→ **Task prompt**:
For every line in the records below that holds "girl", make a copy.

[Saved data entries]
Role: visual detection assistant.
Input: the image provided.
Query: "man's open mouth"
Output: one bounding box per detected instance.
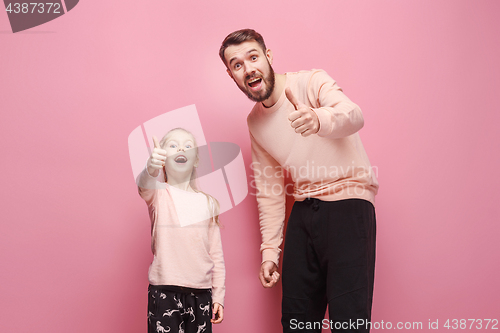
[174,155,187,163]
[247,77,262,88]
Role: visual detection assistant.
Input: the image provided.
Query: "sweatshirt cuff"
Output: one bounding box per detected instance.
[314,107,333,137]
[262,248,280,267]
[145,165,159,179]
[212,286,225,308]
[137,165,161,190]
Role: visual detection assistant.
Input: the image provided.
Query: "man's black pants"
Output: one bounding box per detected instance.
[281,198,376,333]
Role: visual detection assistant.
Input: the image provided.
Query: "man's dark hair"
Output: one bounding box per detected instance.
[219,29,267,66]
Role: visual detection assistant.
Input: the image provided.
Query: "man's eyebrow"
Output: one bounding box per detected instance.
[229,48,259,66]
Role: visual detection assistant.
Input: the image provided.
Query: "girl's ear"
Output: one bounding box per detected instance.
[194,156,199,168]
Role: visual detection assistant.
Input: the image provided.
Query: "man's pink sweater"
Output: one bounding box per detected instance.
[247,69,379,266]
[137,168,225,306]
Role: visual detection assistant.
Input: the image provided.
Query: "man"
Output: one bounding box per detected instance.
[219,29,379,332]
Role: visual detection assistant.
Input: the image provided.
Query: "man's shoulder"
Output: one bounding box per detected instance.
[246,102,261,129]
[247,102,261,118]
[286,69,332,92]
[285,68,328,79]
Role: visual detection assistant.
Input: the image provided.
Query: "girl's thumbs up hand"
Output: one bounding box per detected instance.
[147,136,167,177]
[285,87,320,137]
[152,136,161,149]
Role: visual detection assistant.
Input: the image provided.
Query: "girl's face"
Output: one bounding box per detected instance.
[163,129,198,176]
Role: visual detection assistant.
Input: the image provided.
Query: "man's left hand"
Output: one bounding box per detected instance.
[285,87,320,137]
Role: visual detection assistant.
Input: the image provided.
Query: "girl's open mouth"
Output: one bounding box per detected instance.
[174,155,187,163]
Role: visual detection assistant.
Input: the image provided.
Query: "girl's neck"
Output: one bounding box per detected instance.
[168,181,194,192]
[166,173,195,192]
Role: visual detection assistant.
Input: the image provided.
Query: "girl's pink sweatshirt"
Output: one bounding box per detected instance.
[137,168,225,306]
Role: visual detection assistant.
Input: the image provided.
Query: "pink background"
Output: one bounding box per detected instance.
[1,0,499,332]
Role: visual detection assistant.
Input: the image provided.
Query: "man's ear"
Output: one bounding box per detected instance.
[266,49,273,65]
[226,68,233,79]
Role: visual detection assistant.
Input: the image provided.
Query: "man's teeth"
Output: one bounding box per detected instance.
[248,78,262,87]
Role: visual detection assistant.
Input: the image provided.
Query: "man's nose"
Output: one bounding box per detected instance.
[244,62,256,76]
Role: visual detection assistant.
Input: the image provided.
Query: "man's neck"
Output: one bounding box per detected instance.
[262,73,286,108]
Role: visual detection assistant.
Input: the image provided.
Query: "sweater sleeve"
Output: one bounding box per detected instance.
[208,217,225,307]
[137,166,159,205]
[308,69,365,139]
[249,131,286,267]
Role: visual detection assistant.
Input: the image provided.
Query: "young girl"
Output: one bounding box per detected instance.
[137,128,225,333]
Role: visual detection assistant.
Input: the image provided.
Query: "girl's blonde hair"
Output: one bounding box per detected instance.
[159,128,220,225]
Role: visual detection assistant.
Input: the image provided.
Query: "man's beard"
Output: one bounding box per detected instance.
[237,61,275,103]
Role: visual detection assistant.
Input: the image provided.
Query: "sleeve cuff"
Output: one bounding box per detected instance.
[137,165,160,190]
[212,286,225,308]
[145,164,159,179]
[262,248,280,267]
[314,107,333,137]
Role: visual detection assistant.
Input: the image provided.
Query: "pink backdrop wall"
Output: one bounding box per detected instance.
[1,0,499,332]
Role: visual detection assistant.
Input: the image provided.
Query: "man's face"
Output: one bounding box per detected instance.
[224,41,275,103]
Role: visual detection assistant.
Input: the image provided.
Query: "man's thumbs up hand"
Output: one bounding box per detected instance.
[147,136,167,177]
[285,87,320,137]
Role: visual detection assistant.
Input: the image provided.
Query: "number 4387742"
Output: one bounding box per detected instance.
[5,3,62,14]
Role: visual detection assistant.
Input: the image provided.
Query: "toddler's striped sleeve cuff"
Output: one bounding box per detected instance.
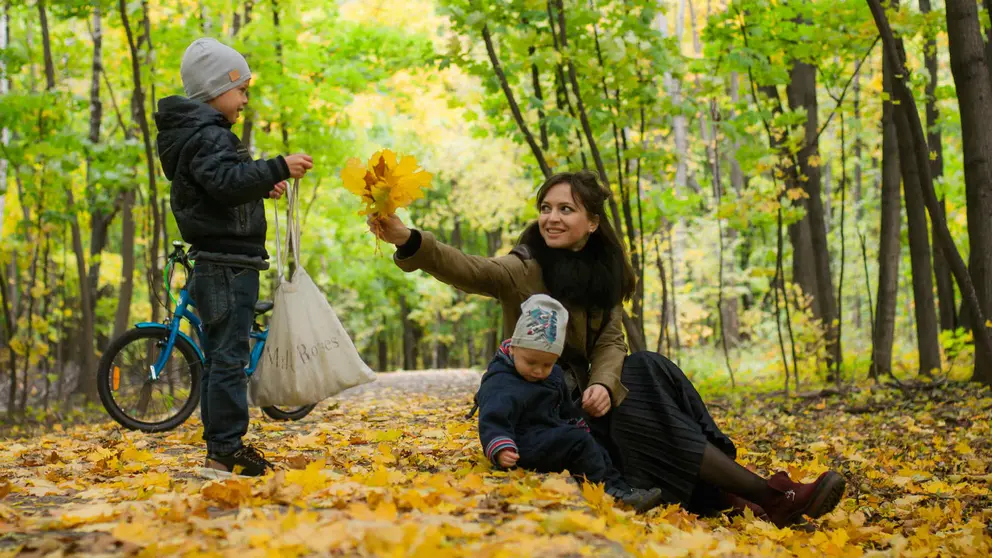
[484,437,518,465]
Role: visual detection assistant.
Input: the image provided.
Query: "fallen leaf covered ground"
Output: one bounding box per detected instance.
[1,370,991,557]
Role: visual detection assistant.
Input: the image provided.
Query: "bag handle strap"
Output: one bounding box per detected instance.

→ **Response to this task**:
Query: "girl's ear"
Query: "girl's thumbs up hand"
Query: "girl's face"
Query: "girl's open mouth"
Query: "girl's neck"
Query: "girl's pink sweatshirt"
Query: "young girl"
Query: "girl's blonde hair"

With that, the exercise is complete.